(Stored dataset items)
━━━━━━━━━━━━━━━━━━━━

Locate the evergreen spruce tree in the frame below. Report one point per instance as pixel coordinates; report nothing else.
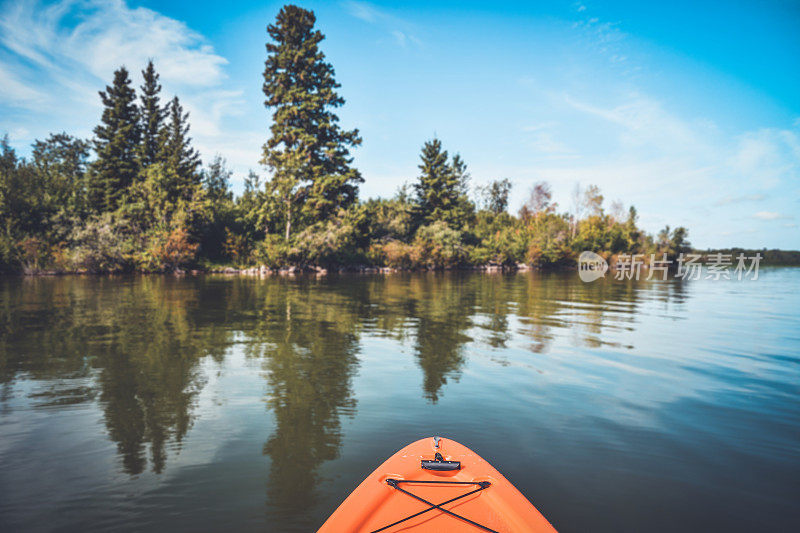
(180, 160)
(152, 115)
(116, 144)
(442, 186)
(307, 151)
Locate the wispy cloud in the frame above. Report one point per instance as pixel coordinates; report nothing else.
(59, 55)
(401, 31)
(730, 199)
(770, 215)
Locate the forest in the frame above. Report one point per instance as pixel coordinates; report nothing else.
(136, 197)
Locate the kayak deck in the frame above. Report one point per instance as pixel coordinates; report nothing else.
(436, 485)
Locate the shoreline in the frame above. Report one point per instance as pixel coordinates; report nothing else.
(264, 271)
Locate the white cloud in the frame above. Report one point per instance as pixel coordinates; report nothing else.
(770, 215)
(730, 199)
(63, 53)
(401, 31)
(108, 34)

━━━━━━━━━━━━━━━━━━━━

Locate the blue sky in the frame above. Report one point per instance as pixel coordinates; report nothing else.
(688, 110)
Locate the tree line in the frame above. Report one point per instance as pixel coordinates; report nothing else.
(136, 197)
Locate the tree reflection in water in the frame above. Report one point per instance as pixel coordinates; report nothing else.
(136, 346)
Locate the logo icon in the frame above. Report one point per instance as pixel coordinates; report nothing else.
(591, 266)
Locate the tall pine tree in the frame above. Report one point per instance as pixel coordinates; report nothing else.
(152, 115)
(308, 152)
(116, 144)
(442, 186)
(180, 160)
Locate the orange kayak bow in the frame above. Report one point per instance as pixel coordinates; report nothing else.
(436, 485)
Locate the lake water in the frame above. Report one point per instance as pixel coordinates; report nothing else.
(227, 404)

━━━━━━━━━━━━━━━━━━━━

THE TASK: Count the lines above that contain the word "kayak". Reply with the number only.

EXERCISE SOLUTION: 2